WORK ITEM:
Throughout the entries below, report every line where "palm" is found.
START DATA IN THIS EXERCISE
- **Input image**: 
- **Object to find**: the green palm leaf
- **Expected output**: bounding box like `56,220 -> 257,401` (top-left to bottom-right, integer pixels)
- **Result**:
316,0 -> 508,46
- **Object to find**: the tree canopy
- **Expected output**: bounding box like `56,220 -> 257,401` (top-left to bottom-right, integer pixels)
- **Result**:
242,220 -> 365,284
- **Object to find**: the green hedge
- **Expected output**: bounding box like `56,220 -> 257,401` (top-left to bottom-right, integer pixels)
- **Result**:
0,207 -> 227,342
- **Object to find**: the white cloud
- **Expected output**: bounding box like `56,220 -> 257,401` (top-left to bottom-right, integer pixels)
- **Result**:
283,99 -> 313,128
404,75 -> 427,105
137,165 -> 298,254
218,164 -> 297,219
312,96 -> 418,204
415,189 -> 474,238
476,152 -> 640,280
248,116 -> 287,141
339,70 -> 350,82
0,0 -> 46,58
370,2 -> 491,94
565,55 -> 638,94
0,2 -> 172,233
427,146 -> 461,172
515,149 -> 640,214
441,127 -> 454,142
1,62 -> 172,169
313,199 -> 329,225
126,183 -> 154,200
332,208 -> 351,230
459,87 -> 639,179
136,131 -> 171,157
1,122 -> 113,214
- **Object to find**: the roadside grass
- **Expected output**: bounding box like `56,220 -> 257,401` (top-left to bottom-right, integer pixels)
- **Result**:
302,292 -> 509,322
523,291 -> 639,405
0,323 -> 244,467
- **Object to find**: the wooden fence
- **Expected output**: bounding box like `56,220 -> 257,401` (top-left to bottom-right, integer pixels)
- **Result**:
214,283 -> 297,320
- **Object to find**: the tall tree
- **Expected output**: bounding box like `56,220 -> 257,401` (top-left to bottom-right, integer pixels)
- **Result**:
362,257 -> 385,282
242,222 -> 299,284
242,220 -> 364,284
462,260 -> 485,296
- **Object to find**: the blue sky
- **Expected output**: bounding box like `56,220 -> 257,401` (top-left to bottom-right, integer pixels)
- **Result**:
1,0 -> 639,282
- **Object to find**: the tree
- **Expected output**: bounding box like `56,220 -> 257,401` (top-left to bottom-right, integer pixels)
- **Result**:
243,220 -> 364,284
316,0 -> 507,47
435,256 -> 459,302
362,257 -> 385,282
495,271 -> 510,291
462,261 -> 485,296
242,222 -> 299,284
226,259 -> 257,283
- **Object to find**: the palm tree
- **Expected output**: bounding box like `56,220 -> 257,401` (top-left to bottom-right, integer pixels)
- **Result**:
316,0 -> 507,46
END DATA IN THIS EXERCISE
RESULT OF THE EXERCISE:
- **Object to find**: the green palm leaf
- **Object to find**: the palm tree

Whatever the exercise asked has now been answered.